((

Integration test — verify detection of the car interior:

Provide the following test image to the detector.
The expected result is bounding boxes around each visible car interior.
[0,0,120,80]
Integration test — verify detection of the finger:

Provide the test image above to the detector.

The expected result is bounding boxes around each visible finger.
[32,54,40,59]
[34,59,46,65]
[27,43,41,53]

))
((

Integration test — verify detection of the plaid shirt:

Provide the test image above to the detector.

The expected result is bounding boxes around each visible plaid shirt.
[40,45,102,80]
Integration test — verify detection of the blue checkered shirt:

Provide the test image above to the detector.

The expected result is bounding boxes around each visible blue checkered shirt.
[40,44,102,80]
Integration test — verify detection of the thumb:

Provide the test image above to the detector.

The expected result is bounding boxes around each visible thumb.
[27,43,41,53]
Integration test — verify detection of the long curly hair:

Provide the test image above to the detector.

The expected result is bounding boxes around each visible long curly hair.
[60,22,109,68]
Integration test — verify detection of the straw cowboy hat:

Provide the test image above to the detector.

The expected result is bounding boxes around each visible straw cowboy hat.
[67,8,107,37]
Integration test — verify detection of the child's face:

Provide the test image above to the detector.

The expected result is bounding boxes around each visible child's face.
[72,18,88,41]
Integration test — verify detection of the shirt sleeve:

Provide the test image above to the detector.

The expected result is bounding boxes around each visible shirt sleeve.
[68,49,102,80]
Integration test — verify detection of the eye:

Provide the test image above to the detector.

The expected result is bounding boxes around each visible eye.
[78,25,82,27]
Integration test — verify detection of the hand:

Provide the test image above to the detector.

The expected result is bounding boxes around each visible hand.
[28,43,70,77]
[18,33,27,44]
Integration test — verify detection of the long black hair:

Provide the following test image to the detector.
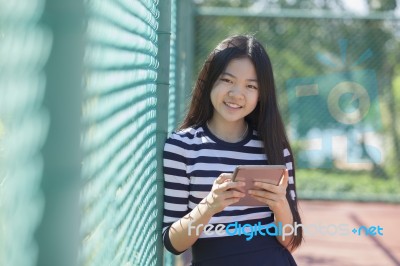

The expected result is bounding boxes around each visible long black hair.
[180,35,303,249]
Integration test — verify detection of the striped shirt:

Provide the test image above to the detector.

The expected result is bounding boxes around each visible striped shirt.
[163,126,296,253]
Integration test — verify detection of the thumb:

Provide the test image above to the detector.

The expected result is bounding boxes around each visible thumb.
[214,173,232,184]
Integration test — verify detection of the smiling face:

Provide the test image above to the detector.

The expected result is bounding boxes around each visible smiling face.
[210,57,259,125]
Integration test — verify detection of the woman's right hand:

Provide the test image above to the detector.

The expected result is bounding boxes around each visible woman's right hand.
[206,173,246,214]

))

_Görev gereksinimleri_: "Integration test — verify detection of the long curly" ifadesini içeren satırdan başlayıp "[72,18,88,41]" ifadesini içeren satıra kadar giden satırları (iki uç da dahil, boş satırlar hariç) bir Markdown tablosu olarak ifade et. Tabloda "Sıra" sütununa satırın sıra numarasını, "Satır" sütununa satırın kendisini yaz.

_Nihai cevap_:
| Sıra | Satır |
|---|---|
| 1 | Integration test — verify detection of the long curly hair: |
| 2 | Provide the test image above to the detector. |
| 3 | The expected result is bounding boxes around each visible long curly hair. |
| 4 | [60,22,109,68] |
| 5 | Integration test — verify detection of the straw cowboy hat: |
| 6 | Provide the test image above to the detector. |
| 7 | The expected result is bounding boxes around each visible straw cowboy hat. |
| 8 | [67,8,107,37] |
| 9 | Integration test — verify detection of the child's face: |
| 10 | Provide the test image above to the detector. |
| 11 | The expected result is bounding boxes around each visible child's face. |
| 12 | [72,18,88,41] |